WHAT YOU ARE ASKED TO DO: Copy out the listing below with "marker" swapped for "pin" each time it occurs and nothing else changed. Leave out the pictures.

EXTRACTED RECORDS:
·····
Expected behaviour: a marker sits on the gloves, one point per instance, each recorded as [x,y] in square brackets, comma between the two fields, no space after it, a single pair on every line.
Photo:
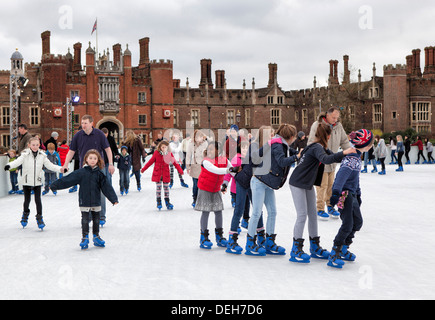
[234,169]
[358,198]
[334,198]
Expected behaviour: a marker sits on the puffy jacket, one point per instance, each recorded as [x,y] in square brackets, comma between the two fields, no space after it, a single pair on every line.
[311,166]
[281,158]
[209,181]
[161,166]
[31,172]
[92,182]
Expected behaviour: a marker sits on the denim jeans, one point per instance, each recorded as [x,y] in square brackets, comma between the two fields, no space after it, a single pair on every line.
[195,188]
[262,194]
[124,179]
[243,200]
[14,180]
[103,197]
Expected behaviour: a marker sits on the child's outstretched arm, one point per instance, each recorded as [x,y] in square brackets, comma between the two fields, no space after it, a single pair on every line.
[108,190]
[149,163]
[68,181]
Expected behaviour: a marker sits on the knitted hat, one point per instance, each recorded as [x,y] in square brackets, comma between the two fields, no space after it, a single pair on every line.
[234,127]
[361,138]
·····
OUTPUT:
Expected behaviour: a pin sits on the gloves, one point per instance, each recorded as [x,y] in square brackets, comma between the two fields, no space after it, a single pair on every line.
Photo:
[234,169]
[358,198]
[334,198]
Expected behaviour: a pin sits on the puffy jacket, one point per instance, each recorded as [x,y] in square brackets, comma between the two fields, no space after it, a single pair on every line.
[311,166]
[281,158]
[209,181]
[161,166]
[31,172]
[92,182]
Expected behaviour: a pin sits on the denim jeans, one point per instance, each recorded as [x,y] in square brackets, comma between the two fields, no space after it, a single pair on every line.
[195,188]
[262,194]
[124,179]
[243,200]
[14,180]
[103,197]
Expected behaviour: a pin sits on the child's outstretched arm, one point per instance, each recorded as [x,y] in square brackets, comma between the two fields, no space after it, a single pair on every line.
[108,190]
[149,163]
[68,181]
Expected behaviour: a pin sits on the knitted hat, one point per instance, each recorded as [x,y] in square brackets, comma between the two fields, no space after it, a single pair on every line.
[234,127]
[361,138]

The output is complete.